>>
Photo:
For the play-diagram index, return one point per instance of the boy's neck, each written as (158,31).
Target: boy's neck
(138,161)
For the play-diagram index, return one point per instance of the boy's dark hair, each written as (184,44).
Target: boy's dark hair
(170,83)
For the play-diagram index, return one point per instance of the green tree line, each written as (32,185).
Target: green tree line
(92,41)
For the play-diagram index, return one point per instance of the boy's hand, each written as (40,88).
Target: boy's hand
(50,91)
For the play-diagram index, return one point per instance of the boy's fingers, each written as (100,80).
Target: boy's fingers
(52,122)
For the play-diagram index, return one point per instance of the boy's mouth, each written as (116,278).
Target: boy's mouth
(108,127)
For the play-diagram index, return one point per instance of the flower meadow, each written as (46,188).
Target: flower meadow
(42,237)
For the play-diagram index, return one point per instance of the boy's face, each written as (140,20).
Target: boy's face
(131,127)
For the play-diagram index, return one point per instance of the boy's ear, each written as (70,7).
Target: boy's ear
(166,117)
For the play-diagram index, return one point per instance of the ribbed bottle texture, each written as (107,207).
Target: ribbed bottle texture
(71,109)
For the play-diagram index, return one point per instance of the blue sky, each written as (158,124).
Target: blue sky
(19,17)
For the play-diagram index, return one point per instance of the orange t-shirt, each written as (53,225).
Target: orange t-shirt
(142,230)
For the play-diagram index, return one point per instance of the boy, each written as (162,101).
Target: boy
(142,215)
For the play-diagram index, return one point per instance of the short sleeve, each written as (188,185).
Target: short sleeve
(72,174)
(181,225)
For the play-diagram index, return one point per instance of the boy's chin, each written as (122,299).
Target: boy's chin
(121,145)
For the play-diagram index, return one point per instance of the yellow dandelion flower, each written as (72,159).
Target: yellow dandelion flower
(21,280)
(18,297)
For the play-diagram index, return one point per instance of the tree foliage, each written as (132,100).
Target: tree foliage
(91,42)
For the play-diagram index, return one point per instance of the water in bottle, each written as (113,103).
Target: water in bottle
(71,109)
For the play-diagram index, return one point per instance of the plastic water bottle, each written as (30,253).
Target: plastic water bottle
<<
Exercise aim:
Prepare a faithful transcription of the material above, with nothing altered.

Response to this task:
Photo:
For the play-diagram index, return one point per instance of the boy's neck, each written as (158,31).
Target: boy's neck
(138,161)
For the play-diagram index, return one point per instance of the boy's dark hair, each written as (184,44).
Target: boy's dark hair
(170,83)
For the play-diagram index, return one point per instance of the green tree line, each written as (32,185).
Target: green tree line
(92,41)
For the play-diagram index, return one point per instance of the boy's hand, each written as (40,88).
Target: boy's hand
(50,91)
For the play-diagram index, return one point per instance of the boy's fingers, each written as (100,80).
Target: boy's fingers
(52,122)
For the play-diagram index, return one point per instance of the boy's mouth, each written as (116,278).
Target: boy's mouth
(108,127)
For the play-diagram index, return one point per instance of the flower meadow, each written as (46,188).
Target: flower meadow
(42,237)
For the play-diagram index, return one point per instance of the boy's face, each written as (140,20).
Target: boy's face
(131,127)
For the play-diagram index, return one point per instance of the boy's ear, each written as (70,7).
Target: boy's ear
(166,117)
For the play-diagram index, return one point per instance of the ribbed bottle texture, each written as (107,207).
Target: ribbed bottle texture
(71,109)
For the play-diagram index, return one point per instance of the blue sky, each written as (158,124).
Target: blue sky
(19,17)
For the play-diagram index, return one point per instance of the orange t-shirt, each written as (53,225).
Target: orange t-shirt
(142,230)
For the play-diagram index, return one point per instance of the boy, each written as (162,101).
Target: boy
(142,215)
For the play-diagram index, return one point per instance of the short sleeve, each written as (188,185).
Target: short sleeve
(72,174)
(181,225)
For the play-diagram index, return one point per instance of the boy's chin, each written as (122,299).
Target: boy's chin
(121,145)
For the play-diagram index, return one point per instance of the yellow dandelion flower, each written as (72,159).
Target: yellow dandelion flower
(21,280)
(18,297)
For the play-diagram index, return one point per instance of the tree foliage, each written as (132,100).
Target: tree foliage
(91,42)
For the play-diagram index, return one point per instance of the water in bottle, each written as (113,103).
Target: water in bottle
(71,109)
For the play-diagram index, return one point per instance of the plastic water bottle, each written as (30,253).
Target: plastic water bottle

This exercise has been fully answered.